:: Assigned task ::
Could you reproduce the lines below from the one with "<point>226,0</point>" through the one with "<point>344,128</point>"? Keep both ends and add nothing.

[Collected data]
——

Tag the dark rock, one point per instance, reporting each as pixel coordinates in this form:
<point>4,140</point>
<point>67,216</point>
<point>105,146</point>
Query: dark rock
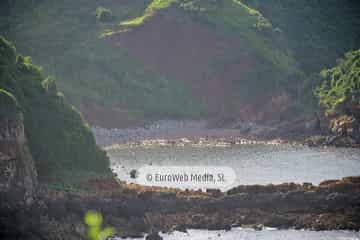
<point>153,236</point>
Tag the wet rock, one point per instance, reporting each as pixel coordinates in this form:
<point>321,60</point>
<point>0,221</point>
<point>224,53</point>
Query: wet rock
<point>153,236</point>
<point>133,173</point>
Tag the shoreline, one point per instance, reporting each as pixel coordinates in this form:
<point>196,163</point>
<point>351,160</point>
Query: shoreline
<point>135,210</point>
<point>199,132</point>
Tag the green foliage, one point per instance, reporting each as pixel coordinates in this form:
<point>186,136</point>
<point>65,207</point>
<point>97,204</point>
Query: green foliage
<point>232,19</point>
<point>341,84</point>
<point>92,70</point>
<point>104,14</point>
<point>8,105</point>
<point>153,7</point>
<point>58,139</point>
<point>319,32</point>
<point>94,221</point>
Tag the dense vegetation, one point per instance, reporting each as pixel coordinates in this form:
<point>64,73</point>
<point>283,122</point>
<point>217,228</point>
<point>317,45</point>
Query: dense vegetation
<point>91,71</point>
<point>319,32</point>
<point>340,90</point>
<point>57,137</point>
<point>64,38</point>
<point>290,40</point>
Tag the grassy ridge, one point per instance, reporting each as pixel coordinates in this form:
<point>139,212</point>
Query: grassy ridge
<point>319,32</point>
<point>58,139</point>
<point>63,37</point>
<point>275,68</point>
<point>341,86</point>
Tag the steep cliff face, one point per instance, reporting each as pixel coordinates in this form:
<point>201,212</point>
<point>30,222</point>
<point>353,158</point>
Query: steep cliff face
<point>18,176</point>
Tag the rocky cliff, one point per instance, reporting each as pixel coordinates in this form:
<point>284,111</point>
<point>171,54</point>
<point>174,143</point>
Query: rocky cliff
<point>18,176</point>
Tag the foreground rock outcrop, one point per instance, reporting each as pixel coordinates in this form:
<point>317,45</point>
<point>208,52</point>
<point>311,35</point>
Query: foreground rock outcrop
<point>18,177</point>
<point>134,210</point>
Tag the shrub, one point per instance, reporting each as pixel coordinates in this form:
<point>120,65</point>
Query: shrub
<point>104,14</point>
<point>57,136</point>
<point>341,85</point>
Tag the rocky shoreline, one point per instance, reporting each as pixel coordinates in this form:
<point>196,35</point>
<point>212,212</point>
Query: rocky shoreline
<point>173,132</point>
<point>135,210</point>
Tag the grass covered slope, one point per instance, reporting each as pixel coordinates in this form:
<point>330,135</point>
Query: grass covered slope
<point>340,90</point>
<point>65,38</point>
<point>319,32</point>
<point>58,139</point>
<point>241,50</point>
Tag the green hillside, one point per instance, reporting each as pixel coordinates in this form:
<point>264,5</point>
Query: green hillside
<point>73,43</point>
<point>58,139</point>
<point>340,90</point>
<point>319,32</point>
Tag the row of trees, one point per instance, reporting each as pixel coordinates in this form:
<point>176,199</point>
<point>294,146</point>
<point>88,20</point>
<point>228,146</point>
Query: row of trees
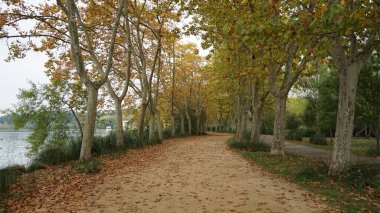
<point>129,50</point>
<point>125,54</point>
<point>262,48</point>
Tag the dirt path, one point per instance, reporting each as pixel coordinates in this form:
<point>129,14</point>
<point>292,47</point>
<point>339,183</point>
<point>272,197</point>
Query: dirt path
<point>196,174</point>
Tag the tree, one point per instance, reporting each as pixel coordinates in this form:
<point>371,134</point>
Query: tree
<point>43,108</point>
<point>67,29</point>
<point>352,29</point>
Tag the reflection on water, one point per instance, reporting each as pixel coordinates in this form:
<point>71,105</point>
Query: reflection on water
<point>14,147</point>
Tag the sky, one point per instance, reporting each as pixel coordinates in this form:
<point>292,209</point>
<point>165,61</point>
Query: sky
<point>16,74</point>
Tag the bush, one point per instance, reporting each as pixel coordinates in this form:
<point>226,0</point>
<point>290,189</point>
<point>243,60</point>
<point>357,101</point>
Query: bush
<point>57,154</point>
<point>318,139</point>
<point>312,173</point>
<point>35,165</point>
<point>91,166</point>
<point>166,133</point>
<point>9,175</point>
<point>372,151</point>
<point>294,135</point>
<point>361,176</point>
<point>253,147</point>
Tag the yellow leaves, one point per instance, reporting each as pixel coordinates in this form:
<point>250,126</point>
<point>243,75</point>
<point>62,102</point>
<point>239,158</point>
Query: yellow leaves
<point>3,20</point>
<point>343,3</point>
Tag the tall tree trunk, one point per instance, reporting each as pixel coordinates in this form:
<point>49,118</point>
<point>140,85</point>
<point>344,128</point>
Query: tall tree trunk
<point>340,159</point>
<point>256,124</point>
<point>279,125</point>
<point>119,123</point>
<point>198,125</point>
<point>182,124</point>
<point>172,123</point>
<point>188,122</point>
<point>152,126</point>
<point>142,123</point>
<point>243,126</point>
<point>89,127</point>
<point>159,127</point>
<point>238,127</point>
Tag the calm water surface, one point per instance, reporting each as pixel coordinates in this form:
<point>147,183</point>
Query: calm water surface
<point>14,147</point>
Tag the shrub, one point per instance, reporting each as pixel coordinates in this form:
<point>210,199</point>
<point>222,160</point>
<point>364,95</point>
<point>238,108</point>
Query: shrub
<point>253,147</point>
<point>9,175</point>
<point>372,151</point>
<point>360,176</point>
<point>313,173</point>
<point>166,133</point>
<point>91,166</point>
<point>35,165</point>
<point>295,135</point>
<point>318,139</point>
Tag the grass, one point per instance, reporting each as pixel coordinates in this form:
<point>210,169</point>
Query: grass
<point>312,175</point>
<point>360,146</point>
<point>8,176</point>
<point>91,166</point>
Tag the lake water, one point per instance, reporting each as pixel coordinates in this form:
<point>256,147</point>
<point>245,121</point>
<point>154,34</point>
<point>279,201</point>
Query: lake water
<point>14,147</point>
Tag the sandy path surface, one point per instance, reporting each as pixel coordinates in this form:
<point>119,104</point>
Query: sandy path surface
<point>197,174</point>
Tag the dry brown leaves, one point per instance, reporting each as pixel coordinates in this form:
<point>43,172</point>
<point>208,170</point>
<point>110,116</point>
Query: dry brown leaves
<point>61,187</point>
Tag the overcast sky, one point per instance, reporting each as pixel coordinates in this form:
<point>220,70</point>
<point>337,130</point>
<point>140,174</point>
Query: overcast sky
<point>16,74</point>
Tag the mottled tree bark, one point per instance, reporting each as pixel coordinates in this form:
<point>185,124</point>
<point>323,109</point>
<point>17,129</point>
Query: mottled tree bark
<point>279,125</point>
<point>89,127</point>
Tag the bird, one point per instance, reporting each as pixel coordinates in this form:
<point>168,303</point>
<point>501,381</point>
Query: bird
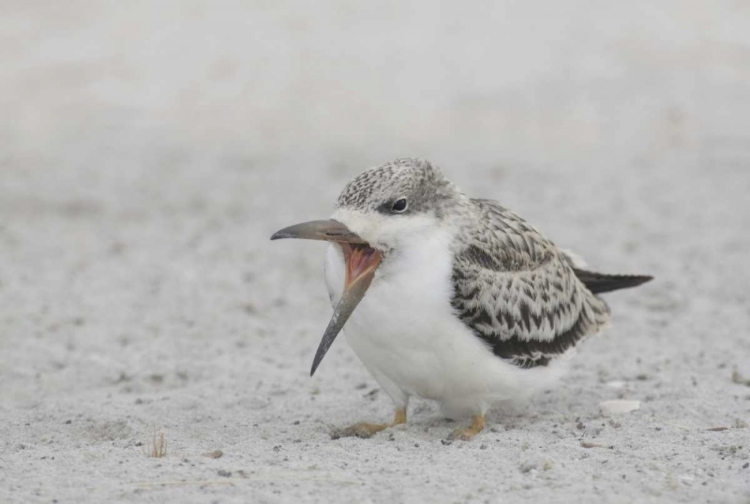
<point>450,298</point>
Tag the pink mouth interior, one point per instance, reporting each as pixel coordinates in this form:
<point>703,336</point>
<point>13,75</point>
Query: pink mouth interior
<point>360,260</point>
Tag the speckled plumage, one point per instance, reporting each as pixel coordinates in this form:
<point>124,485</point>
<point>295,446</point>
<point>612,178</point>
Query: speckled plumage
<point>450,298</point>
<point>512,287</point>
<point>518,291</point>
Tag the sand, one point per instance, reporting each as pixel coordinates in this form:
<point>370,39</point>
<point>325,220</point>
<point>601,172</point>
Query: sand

——

:: Your response ::
<point>226,0</point>
<point>290,189</point>
<point>243,60</point>
<point>357,101</point>
Query: bush
<point>57,154</point>
<point>318,139</point>
<point>312,173</point>
<point>35,165</point>
<point>91,166</point>
<point>166,133</point>
<point>9,175</point>
<point>372,151</point>
<point>294,135</point>
<point>361,176</point>
<point>253,147</point>
Tag the yellow leaves, one point per instance, reporting each as pixel coordinates in this form:
<point>250,126</point>
<point>243,75</point>
<point>62,102</point>
<point>239,158</point>
Query: yellow leaves
<point>3,20</point>
<point>343,3</point>
Tag the tall tree trunk, one point per instance, reporting each as pixel coordinates in this form:
<point>49,118</point>
<point>140,85</point>
<point>344,128</point>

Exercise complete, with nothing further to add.